---- PROVIDED RECORDS

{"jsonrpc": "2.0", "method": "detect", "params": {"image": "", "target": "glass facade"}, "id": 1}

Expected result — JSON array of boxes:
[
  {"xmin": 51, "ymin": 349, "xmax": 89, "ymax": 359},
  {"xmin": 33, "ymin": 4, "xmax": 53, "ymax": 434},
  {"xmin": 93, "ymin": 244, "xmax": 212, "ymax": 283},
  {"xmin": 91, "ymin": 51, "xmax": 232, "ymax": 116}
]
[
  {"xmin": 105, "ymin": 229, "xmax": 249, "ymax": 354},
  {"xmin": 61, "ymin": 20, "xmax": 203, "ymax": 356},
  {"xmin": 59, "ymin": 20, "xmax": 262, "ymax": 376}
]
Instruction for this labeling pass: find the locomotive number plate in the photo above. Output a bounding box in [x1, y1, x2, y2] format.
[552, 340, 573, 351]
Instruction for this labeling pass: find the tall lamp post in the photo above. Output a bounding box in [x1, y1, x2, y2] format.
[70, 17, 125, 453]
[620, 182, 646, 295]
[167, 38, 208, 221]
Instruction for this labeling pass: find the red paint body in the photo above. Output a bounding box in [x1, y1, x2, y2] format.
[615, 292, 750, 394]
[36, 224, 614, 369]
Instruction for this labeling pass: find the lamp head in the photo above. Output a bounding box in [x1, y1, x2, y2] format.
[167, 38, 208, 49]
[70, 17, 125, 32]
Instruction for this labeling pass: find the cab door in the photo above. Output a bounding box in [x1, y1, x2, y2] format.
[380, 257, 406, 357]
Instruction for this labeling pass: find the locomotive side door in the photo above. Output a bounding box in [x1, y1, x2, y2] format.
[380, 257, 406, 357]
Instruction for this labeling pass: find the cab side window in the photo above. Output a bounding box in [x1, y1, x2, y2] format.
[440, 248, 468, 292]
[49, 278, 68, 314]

--------
---- PROVIDED RECORDS

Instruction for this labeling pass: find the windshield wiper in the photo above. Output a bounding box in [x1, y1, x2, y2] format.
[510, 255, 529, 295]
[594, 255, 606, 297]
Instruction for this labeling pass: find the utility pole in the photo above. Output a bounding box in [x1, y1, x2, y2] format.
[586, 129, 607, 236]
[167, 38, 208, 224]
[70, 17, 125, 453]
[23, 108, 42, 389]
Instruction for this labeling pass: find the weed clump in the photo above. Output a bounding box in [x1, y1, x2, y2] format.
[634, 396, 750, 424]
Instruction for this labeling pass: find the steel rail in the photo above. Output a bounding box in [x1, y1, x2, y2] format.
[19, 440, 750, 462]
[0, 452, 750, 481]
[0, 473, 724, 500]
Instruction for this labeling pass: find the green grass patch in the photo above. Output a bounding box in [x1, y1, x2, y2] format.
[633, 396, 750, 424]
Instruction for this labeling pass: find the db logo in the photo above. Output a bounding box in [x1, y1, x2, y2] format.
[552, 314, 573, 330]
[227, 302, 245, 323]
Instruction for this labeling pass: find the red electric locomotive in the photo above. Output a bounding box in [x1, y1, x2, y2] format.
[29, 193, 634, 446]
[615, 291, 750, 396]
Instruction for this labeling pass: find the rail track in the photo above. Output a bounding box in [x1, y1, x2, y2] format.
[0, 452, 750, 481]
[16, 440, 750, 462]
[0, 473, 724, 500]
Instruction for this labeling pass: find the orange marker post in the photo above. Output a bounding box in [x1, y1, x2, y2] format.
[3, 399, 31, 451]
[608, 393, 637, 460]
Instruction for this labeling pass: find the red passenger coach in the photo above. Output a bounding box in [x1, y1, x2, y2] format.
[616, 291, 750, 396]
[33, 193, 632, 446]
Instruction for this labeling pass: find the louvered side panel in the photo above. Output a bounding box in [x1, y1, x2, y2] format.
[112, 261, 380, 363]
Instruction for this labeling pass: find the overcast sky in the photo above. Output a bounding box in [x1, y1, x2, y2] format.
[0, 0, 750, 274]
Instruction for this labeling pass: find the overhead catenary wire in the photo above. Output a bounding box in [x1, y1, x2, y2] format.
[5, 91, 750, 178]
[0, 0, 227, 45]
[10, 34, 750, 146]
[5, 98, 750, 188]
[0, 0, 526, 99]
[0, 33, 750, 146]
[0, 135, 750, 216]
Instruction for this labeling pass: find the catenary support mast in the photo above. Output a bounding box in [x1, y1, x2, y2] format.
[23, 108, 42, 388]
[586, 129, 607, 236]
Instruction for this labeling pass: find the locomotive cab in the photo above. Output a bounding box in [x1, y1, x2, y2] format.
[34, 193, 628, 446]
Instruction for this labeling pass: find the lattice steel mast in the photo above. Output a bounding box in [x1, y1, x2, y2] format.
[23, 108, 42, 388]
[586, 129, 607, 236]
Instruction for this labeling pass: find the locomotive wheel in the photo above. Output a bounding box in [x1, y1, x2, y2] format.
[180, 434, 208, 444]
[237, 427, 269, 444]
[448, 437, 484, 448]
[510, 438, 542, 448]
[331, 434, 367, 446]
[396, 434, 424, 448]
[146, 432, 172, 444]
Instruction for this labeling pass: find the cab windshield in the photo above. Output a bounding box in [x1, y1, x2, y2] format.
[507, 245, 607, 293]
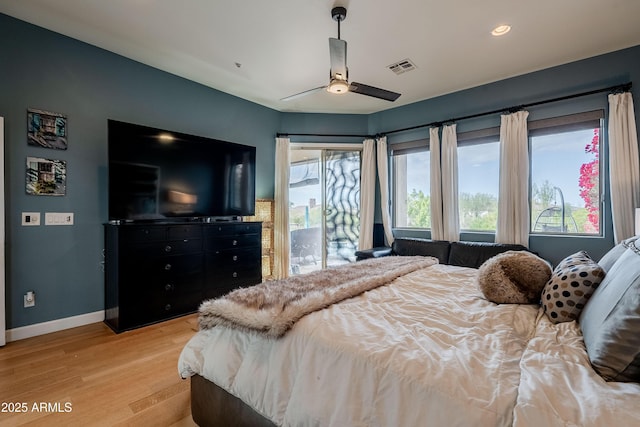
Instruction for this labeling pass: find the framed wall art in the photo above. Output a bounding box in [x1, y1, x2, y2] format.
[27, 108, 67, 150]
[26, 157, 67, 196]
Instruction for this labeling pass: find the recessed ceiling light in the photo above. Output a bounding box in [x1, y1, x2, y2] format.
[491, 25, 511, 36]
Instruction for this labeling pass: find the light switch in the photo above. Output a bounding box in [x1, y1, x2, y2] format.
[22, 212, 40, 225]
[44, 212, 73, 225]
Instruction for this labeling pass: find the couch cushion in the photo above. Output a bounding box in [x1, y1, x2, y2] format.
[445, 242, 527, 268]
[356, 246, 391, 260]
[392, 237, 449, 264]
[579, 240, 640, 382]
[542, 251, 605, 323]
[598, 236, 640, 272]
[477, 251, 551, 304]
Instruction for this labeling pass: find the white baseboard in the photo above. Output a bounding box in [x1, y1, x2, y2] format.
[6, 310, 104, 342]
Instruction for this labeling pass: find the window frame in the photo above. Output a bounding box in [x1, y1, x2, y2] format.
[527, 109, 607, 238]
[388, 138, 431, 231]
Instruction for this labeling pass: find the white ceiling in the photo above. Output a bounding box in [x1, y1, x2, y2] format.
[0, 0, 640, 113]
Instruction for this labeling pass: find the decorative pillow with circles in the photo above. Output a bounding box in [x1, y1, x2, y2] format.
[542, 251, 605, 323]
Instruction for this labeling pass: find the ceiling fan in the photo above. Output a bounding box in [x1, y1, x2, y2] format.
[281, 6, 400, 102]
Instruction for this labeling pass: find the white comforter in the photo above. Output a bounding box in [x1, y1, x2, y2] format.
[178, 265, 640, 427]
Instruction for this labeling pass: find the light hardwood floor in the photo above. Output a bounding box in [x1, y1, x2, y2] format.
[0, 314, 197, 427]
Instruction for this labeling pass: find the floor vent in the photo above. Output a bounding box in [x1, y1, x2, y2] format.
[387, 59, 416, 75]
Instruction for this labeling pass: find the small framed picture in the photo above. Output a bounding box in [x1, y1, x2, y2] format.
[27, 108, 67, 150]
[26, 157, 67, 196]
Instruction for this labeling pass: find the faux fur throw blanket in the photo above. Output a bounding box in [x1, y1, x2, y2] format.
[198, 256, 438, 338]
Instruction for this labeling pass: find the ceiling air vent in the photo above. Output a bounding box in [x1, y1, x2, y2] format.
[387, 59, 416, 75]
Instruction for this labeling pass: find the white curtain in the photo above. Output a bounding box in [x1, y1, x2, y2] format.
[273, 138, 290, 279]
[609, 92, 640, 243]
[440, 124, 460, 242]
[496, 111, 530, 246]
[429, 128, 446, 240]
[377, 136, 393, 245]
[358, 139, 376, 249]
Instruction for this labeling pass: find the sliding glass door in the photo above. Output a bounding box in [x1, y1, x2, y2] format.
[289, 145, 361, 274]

--------

WRITTEN REQUEST => Return the rows word for word, starting at the line that contains "Instruction for this labeling pass: find the overcast" and ending at the line that contains "[491, 25, 511, 36]", with both of those lines included and any pictures left out.

SOLUTION =>
Instruction for this labeling pass: find the overcast sky in the photo above. Output a bounding box in [x1, y1, x2, y2] format.
[0, 0, 750, 274]
Instruction for this labeling pass: find the overhead catenary wire in the photo above. Output a bounding box in [x1, y1, x2, y2] format.
[5, 91, 750, 178]
[0, 0, 227, 45]
[10, 34, 750, 146]
[5, 98, 750, 188]
[0, 0, 526, 99]
[0, 33, 750, 146]
[0, 135, 750, 216]
Instruction for this labeling pass: find the catenary support mast in the photo above. Output a bounding box in [x1, y1, x2, y2] format.
[23, 108, 42, 388]
[586, 129, 607, 236]
Instruction for this labeling pass: find the locomotive cab in the photo above. Output a bounding box in [x1, y1, x2, y2] format.
[34, 193, 628, 446]
Instruction for this labeling pass: find the lattice steel mast in the photo above. Output a bounding box in [x1, y1, x2, y2] format.
[23, 108, 42, 388]
[586, 129, 607, 236]
Instruction for this labeling pass: find the locomotive wheel in the photo above. Output a bounding box in [x1, y1, x2, y2] format.
[180, 434, 208, 444]
[237, 427, 269, 444]
[448, 437, 484, 448]
[510, 438, 542, 448]
[331, 434, 367, 446]
[396, 434, 424, 448]
[146, 432, 172, 444]
Instruction for this labeling pass: find the cab windshield in the photo above. Output a bounding box in [x1, y1, x2, y2] format.
[507, 245, 607, 293]
Instruction for this labeling pass: find the framed wall art in the photo above. Output a bounding box in [x1, y1, x2, y2] format.
[27, 108, 67, 150]
[26, 157, 67, 196]
Instruction for this labeling pass: find the recessed ceiling light in the photo above. Output a bounding box in [x1, y1, x2, y2] format.
[491, 25, 511, 36]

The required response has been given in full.